**Material for this task:**
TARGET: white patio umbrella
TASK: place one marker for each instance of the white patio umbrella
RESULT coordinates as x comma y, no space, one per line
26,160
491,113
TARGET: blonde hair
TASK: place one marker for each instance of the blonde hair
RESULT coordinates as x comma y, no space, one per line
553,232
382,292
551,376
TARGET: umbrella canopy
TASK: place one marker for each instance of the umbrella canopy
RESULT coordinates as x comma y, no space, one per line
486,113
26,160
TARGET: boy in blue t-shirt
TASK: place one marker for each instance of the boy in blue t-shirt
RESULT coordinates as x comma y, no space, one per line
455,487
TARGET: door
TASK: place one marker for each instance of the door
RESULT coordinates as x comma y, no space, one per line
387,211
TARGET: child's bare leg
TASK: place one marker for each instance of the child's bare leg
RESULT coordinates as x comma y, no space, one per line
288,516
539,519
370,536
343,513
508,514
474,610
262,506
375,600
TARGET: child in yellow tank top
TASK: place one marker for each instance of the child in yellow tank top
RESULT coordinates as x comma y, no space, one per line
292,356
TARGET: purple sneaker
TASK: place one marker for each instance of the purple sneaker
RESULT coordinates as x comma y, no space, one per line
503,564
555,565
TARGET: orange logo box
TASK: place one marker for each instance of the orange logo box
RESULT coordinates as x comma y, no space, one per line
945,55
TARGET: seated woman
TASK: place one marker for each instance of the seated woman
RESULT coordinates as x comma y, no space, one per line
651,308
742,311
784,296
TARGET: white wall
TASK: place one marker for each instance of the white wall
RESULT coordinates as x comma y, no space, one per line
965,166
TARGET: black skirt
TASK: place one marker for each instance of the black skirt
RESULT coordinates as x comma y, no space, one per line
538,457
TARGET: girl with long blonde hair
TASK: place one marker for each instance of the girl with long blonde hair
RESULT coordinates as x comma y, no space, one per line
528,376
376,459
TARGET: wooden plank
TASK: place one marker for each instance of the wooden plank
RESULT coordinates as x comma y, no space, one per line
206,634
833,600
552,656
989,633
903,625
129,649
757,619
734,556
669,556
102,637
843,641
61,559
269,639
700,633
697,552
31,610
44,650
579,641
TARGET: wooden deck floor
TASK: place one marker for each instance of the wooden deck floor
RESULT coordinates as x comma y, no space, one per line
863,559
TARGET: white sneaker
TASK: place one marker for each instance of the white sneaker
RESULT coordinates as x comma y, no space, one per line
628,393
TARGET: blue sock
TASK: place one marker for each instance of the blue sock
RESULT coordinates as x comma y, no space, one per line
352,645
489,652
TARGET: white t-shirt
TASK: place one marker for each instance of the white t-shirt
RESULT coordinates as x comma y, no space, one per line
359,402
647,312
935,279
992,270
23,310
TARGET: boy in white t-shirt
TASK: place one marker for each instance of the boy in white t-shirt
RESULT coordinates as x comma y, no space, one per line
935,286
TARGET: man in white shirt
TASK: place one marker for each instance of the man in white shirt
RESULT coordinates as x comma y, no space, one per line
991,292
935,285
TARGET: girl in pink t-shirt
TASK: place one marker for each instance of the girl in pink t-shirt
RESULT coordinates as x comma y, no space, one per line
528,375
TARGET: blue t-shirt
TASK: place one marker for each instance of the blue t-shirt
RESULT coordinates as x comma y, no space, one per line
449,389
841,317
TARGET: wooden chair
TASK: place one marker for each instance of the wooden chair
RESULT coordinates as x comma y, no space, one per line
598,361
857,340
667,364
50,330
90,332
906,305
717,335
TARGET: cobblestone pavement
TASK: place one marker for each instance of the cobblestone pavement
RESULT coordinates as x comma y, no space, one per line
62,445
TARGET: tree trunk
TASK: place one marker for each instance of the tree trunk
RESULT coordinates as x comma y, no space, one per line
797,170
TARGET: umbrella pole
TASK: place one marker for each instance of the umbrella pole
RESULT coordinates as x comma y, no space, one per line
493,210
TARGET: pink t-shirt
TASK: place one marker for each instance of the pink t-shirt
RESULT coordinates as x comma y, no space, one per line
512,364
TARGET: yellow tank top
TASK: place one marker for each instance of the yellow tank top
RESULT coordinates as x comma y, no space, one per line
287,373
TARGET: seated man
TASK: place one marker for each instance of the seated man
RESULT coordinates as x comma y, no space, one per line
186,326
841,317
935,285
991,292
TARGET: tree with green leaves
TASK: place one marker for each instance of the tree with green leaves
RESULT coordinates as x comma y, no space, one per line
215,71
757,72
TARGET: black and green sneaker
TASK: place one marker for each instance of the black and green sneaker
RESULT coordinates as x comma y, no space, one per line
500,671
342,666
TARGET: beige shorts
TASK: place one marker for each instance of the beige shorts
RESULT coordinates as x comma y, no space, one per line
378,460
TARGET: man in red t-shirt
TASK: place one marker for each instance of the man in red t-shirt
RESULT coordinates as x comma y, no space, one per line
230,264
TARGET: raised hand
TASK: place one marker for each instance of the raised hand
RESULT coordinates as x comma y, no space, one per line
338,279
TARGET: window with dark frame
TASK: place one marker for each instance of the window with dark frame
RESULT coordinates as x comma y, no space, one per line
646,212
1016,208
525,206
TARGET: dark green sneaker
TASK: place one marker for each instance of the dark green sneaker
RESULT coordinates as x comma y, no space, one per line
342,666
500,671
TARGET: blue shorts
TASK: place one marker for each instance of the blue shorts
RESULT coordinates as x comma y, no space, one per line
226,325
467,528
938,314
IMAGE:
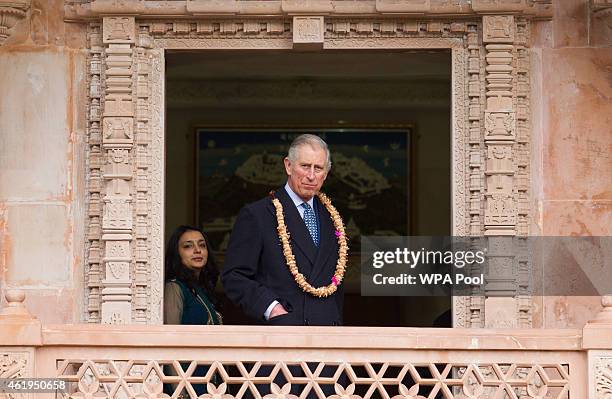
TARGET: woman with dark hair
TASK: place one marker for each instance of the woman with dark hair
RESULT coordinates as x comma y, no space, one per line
191,276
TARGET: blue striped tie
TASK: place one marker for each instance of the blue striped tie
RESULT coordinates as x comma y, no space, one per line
311,223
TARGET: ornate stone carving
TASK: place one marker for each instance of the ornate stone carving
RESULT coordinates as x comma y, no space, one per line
308,32
118,37
94,173
119,30
498,29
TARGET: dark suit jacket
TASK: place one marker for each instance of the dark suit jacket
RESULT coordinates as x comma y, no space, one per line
255,272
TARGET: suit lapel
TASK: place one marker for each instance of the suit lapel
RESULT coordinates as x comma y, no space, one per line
327,240
296,227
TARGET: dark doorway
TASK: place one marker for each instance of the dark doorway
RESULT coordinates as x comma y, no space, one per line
369,91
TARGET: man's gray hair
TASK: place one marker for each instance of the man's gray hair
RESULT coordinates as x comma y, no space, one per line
311,140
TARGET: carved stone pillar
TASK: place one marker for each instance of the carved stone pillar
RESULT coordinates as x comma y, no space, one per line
118,36
94,176
11,12
501,191
17,355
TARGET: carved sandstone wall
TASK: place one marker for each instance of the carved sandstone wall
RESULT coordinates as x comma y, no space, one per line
43,159
572,149
42,83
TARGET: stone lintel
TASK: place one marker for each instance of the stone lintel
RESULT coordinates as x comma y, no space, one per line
308,32
284,8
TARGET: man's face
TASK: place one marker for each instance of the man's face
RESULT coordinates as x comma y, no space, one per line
307,173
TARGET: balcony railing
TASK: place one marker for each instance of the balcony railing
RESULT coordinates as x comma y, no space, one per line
223,362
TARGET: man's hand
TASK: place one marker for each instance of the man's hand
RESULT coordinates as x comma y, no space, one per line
277,310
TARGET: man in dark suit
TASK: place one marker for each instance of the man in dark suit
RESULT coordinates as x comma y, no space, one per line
256,276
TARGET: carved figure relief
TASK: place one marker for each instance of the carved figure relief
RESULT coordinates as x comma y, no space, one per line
308,29
118,250
117,214
119,30
499,125
498,28
490,128
118,130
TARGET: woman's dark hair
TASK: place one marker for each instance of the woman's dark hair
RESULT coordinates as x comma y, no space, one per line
175,269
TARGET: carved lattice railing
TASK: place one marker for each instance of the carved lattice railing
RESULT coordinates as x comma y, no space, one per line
290,362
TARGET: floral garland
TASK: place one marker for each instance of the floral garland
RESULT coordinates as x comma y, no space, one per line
283,234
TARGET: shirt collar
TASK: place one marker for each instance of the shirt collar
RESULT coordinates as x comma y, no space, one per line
296,198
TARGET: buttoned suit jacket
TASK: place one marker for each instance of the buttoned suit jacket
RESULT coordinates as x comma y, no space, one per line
255,272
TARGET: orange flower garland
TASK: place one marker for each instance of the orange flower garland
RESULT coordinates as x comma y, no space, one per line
283,234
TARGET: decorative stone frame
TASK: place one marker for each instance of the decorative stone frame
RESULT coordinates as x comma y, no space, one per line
125,175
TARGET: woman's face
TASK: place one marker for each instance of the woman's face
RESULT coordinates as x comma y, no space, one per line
193,251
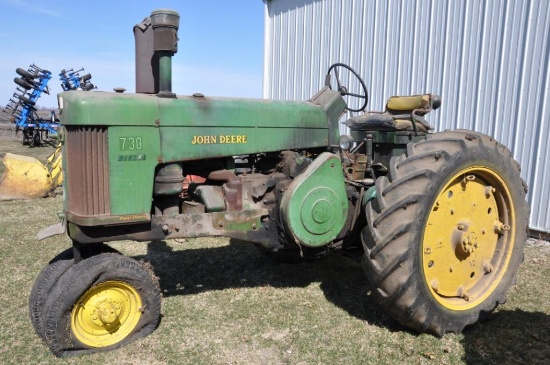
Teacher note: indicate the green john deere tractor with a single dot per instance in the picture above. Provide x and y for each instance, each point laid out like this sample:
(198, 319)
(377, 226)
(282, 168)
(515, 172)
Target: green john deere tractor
(439, 218)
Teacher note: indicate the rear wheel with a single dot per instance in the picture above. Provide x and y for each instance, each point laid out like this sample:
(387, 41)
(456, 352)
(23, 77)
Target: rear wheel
(100, 304)
(446, 231)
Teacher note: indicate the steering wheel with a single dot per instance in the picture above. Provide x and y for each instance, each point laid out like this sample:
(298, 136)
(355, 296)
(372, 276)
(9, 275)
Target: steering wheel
(343, 90)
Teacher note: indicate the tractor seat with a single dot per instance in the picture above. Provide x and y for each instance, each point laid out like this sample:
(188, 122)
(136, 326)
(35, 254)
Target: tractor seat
(403, 113)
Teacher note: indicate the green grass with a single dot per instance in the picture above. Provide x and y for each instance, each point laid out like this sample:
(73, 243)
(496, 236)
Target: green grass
(224, 303)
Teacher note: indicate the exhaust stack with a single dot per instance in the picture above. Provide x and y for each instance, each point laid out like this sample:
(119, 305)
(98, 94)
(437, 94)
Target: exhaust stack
(156, 42)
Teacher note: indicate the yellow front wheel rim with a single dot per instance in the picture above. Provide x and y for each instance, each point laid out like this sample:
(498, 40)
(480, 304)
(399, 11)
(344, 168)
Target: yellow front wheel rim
(468, 238)
(106, 314)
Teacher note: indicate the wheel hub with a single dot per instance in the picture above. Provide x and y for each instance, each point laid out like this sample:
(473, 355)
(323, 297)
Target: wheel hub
(465, 238)
(106, 313)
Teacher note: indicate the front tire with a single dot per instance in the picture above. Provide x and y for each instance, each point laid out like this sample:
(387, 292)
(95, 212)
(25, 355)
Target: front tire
(100, 304)
(49, 276)
(446, 231)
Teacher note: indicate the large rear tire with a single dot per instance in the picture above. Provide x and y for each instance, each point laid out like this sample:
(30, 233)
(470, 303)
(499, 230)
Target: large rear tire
(100, 304)
(446, 231)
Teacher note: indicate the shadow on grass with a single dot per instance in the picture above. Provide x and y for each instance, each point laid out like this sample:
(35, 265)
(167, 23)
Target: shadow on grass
(241, 265)
(509, 337)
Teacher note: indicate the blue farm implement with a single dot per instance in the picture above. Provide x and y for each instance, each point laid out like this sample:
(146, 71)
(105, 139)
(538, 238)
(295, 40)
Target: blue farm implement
(31, 83)
(71, 80)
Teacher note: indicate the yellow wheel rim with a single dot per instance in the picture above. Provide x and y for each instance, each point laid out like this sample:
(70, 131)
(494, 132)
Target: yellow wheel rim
(468, 238)
(106, 313)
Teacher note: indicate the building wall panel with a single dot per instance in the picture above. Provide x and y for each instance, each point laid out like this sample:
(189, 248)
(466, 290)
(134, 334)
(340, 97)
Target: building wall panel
(488, 59)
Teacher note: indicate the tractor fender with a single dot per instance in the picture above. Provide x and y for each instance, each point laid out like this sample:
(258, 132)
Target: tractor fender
(314, 207)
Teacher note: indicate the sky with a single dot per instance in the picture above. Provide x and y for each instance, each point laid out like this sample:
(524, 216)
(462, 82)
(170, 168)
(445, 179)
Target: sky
(220, 49)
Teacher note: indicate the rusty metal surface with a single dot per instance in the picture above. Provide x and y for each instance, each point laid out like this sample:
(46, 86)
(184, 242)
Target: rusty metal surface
(87, 162)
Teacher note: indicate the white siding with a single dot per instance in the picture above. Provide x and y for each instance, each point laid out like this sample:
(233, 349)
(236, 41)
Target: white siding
(488, 59)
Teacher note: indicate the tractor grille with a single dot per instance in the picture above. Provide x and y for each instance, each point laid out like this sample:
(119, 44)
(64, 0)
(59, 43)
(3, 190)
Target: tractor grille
(87, 175)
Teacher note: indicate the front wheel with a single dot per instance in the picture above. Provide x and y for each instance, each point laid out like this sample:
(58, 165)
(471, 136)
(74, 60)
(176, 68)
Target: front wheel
(100, 304)
(446, 231)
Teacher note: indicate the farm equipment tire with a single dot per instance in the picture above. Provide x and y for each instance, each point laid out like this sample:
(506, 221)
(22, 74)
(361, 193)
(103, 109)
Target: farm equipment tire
(446, 231)
(49, 276)
(100, 304)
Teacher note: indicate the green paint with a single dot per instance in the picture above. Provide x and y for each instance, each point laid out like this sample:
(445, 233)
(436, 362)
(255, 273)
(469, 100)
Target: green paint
(133, 153)
(315, 205)
(145, 130)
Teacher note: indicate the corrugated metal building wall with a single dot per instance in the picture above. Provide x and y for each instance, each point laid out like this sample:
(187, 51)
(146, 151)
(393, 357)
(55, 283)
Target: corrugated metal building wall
(488, 59)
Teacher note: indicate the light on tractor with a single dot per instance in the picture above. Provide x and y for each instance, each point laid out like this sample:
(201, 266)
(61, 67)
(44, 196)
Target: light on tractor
(346, 142)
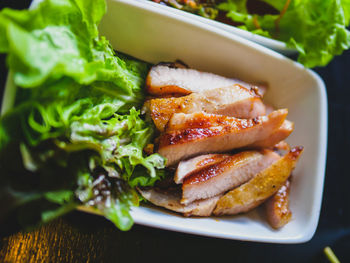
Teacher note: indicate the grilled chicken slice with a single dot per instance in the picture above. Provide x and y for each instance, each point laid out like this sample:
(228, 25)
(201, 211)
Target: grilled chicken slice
(260, 188)
(164, 80)
(277, 207)
(190, 166)
(170, 199)
(206, 133)
(225, 175)
(277, 136)
(234, 101)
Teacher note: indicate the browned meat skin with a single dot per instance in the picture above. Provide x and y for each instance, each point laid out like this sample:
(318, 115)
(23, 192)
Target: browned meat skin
(171, 201)
(225, 175)
(163, 80)
(279, 135)
(234, 101)
(187, 167)
(260, 188)
(208, 133)
(277, 207)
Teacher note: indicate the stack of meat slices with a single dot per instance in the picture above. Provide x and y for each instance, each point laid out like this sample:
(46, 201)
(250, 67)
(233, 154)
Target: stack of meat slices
(223, 144)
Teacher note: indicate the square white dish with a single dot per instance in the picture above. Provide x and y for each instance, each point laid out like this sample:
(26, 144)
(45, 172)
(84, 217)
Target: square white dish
(273, 44)
(154, 35)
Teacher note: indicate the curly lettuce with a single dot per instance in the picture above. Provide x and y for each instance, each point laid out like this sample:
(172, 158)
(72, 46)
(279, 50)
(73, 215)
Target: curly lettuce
(75, 135)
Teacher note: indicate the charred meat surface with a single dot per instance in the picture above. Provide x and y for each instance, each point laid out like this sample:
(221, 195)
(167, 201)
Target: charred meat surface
(225, 175)
(190, 166)
(261, 187)
(170, 199)
(206, 133)
(277, 136)
(234, 101)
(164, 80)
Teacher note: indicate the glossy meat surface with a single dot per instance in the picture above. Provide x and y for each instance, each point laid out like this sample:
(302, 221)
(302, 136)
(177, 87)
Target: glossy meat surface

**Exercise brief:** Extract exactly the leading lines of the data, stopping at and including the line with "TASK: place one marker for each instance of the umbrella canopy".

**Solution to this exercise:**
TARGET: white patio umbrella
TASK: place one marker for each instance of the white patio umbrella
RESULT coordinates as x comma y, no space, one per line
26,160
491,113
TARGET: blonde hair
TASK: place one marker for each instance of the blonde hair
RESULT coordinates as x comma y, no space, one per line
553,232
382,292
551,376
TARGET: umbrella canopy
TASK: place one marker for each instance of the umbrella canopy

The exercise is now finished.